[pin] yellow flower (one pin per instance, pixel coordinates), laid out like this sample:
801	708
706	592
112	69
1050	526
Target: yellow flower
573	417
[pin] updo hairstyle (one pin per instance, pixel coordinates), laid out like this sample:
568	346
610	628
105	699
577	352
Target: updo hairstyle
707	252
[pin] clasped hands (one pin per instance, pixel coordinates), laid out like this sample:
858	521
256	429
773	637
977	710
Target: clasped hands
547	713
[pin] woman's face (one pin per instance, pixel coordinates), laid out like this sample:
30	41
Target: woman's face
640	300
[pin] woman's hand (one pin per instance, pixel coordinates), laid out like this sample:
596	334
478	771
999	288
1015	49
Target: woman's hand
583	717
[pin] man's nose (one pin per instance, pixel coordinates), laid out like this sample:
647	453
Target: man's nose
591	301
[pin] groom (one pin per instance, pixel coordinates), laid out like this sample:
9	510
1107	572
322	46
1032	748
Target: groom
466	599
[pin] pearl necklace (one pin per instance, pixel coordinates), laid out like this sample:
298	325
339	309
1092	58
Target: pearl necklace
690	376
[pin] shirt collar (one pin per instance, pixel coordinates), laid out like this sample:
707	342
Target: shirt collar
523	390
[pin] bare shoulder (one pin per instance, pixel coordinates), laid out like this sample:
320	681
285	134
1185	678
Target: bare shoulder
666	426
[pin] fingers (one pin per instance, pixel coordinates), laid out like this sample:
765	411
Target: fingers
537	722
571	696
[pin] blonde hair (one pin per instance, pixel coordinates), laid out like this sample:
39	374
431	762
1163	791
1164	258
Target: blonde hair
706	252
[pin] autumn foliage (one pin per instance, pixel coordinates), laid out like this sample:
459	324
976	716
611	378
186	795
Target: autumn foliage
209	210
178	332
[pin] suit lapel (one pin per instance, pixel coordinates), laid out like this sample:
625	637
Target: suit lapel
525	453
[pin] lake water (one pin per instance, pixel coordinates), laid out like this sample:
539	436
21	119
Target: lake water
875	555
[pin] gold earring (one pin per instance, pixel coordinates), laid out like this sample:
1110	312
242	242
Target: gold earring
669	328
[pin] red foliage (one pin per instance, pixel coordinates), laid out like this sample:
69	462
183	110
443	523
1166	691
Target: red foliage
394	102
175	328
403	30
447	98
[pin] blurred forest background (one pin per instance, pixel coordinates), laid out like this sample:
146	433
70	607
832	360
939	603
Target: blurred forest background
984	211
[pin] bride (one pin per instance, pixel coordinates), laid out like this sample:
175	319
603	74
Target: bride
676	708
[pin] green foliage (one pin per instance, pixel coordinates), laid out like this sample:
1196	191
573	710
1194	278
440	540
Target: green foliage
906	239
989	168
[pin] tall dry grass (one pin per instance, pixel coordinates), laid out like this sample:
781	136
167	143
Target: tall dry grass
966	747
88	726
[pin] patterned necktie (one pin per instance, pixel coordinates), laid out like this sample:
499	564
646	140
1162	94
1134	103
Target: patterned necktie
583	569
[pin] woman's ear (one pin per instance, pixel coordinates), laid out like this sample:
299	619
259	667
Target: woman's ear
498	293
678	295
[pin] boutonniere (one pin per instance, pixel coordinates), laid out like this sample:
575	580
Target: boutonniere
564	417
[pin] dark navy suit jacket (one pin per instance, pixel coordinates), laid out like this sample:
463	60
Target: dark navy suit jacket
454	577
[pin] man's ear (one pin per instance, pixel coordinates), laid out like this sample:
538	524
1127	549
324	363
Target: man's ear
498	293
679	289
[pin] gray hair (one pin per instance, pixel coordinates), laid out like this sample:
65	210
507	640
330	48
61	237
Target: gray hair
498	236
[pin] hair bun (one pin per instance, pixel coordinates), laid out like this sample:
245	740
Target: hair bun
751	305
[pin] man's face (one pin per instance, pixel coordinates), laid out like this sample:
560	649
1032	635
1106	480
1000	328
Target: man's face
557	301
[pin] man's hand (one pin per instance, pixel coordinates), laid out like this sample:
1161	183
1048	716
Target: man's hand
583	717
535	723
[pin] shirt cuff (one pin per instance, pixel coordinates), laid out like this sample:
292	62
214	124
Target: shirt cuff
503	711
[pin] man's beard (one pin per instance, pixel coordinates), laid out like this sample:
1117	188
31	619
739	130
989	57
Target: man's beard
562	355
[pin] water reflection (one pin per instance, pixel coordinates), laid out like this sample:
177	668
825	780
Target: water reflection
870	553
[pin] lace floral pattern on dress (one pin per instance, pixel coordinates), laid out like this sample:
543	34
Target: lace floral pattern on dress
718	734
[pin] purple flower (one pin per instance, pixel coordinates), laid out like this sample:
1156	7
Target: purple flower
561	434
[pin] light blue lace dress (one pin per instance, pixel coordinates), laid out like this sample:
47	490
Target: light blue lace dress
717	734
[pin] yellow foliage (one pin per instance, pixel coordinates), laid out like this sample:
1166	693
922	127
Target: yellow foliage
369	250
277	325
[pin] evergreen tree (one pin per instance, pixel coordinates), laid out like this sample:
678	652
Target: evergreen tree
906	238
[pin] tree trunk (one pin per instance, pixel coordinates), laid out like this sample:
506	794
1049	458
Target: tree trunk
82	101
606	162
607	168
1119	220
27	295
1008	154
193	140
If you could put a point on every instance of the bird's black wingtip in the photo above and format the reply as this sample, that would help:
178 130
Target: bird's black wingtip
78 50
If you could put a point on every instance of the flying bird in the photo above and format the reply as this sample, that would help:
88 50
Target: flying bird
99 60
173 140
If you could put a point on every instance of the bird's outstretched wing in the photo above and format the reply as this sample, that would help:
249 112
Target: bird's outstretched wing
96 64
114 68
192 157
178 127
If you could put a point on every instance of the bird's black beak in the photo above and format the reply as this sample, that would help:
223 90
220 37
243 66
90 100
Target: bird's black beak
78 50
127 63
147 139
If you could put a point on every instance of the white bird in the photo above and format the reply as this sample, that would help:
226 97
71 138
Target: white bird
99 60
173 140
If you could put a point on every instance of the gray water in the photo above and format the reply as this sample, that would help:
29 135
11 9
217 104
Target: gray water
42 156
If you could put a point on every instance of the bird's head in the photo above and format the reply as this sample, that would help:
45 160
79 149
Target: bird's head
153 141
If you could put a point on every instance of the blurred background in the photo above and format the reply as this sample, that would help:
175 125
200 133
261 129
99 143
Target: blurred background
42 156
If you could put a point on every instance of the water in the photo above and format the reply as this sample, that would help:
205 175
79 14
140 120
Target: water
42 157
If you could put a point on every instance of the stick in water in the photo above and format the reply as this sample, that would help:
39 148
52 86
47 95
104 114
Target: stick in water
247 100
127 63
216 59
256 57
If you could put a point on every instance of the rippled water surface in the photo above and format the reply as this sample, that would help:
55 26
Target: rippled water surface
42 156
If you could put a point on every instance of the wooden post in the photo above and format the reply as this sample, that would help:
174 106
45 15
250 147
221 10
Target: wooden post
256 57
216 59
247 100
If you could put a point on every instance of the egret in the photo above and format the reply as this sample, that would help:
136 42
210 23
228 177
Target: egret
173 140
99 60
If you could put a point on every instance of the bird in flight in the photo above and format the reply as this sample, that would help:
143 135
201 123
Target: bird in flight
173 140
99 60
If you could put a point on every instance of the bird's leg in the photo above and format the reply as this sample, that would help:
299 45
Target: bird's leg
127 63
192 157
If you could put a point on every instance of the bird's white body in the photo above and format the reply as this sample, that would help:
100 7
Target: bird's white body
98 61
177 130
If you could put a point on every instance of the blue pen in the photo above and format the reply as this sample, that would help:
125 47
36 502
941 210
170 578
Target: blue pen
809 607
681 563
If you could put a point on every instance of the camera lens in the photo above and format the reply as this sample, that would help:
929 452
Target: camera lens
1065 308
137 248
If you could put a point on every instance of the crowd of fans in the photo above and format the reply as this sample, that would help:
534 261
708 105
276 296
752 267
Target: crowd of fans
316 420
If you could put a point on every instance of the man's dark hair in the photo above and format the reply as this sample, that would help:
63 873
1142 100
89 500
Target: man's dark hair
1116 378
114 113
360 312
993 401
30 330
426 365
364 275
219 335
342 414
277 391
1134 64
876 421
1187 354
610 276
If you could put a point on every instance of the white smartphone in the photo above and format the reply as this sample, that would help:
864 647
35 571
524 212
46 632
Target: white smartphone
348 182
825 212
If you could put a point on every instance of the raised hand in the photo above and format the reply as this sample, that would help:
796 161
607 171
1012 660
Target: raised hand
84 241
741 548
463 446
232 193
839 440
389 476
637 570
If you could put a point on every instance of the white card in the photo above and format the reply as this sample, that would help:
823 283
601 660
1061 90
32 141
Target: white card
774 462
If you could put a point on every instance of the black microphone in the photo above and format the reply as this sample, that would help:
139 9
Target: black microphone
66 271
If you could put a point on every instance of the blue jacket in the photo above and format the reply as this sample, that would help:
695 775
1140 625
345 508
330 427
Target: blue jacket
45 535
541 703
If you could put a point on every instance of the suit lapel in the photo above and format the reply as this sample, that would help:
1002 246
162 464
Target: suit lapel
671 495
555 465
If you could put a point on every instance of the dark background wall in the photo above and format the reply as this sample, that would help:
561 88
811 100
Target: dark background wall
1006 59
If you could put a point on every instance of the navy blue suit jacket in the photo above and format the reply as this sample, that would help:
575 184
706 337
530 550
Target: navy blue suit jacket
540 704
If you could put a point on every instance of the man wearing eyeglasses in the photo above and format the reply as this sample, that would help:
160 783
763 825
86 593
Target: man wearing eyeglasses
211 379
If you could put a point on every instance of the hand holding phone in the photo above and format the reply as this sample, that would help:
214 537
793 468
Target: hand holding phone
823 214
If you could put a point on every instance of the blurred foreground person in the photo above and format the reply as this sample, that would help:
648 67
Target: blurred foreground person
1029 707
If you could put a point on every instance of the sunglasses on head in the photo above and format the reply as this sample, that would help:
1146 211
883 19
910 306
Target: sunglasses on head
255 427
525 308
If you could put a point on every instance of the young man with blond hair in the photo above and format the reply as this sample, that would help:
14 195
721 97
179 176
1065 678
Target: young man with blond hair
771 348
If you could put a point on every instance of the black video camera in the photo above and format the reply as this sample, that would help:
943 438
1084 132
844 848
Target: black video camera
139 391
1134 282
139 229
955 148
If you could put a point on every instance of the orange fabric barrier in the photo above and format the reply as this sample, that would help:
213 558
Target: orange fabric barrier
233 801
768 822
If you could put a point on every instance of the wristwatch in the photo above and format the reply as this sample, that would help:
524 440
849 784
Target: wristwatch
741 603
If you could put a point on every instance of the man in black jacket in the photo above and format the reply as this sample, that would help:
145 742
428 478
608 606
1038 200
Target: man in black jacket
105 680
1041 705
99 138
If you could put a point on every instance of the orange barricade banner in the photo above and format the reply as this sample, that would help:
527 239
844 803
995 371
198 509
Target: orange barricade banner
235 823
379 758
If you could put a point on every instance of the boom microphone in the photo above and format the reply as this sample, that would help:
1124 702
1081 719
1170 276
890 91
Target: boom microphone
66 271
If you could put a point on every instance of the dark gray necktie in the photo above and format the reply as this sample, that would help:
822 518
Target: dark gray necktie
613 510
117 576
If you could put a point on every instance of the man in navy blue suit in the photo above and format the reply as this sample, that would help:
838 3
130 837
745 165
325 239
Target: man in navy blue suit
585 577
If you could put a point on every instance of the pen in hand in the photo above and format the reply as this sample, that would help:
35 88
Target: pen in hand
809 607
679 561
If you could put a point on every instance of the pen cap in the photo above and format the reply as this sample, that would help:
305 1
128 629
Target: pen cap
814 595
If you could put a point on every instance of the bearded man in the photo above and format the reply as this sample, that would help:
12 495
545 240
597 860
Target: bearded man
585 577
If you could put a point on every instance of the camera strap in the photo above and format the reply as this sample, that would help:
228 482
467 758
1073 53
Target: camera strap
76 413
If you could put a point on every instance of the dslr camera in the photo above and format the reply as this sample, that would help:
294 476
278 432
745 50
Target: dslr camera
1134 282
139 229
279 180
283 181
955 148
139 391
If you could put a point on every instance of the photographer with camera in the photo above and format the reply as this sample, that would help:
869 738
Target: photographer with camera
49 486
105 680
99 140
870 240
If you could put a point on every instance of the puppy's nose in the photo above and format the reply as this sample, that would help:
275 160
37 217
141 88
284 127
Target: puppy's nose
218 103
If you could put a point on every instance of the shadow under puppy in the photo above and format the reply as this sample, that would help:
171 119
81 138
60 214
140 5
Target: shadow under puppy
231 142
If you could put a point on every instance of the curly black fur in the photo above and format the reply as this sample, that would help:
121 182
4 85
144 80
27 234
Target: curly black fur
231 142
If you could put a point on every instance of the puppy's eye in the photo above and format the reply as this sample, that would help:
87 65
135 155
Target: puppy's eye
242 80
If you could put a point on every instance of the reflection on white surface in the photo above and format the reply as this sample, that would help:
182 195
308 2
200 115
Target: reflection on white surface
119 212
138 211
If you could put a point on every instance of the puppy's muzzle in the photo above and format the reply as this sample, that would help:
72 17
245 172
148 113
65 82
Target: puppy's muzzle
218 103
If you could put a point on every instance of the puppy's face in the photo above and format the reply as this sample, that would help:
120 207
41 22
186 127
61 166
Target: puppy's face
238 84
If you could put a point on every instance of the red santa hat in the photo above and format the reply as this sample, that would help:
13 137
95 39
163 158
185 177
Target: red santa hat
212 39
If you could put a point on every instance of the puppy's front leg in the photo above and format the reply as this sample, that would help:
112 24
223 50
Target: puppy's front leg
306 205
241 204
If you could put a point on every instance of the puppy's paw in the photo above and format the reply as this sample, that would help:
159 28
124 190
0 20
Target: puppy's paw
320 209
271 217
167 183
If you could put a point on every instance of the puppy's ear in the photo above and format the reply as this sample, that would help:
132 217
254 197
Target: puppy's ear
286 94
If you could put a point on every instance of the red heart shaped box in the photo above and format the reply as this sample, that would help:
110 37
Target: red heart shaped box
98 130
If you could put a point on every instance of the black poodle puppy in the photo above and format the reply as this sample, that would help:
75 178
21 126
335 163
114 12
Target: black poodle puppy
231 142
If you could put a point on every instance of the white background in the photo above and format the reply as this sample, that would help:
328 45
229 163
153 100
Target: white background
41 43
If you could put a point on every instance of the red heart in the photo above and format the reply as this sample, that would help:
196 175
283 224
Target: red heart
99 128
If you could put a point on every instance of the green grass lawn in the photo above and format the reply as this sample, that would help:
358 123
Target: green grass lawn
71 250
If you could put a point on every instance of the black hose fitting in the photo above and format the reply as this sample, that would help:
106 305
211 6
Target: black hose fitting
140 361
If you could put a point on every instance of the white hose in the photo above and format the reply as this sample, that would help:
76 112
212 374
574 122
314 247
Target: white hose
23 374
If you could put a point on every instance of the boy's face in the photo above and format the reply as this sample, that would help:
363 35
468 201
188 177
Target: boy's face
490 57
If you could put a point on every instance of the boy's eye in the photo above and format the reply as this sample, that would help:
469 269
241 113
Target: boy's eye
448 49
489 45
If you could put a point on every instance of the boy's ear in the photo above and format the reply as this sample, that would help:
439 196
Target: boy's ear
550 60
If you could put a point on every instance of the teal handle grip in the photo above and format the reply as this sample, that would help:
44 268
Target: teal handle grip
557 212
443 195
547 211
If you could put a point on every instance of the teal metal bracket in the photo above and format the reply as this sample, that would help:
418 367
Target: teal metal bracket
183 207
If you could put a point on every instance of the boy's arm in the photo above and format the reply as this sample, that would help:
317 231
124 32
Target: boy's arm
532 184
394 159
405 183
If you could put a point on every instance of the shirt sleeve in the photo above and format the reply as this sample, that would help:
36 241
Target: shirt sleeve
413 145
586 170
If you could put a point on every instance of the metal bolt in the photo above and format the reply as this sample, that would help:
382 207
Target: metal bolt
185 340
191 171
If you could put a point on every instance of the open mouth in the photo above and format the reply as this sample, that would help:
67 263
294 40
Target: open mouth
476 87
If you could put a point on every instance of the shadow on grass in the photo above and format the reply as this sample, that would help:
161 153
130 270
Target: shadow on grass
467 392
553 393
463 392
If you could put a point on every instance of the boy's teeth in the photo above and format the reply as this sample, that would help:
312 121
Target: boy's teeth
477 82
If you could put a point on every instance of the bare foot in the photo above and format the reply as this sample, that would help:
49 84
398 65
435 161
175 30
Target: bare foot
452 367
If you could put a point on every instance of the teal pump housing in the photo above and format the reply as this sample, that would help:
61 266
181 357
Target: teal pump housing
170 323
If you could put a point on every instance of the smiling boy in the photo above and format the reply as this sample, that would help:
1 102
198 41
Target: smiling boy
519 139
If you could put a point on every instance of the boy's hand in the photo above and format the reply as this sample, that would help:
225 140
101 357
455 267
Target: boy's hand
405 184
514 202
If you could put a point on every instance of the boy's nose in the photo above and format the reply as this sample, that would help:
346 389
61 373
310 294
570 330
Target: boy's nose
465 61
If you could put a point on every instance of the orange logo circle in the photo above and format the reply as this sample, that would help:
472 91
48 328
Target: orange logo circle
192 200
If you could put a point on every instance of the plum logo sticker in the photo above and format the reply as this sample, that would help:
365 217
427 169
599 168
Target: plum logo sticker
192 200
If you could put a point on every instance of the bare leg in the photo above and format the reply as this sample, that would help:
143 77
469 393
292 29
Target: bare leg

━━━━━━━━━━━━━━━━

▶ **TASK BRIEF**
Copy out, word for word, the part of the entries above that begins at the line with "Target: clasped hands" and ends at the line with "[pin] groom (one", including both.

▶ **FINISHED TASK**
Target: clasped hands
547	713
[pin] woman's face (one pin per instance, pixel coordinates), laid out like this sample:
30	41
Target: woman's face
640	300
[pin] woman's hand (one pin per instance, pixel coordinates), laid out like this sample:
596	334
478	771
999	288
1015	49
Target: woman's hand
583	717
[pin] man's nose (one pin per instance, pixel coordinates), laid out like this sample:
647	453
Target: man's nose
591	301
[pin] groom (one pin per instance, pixel coordinates), laid out like this sample:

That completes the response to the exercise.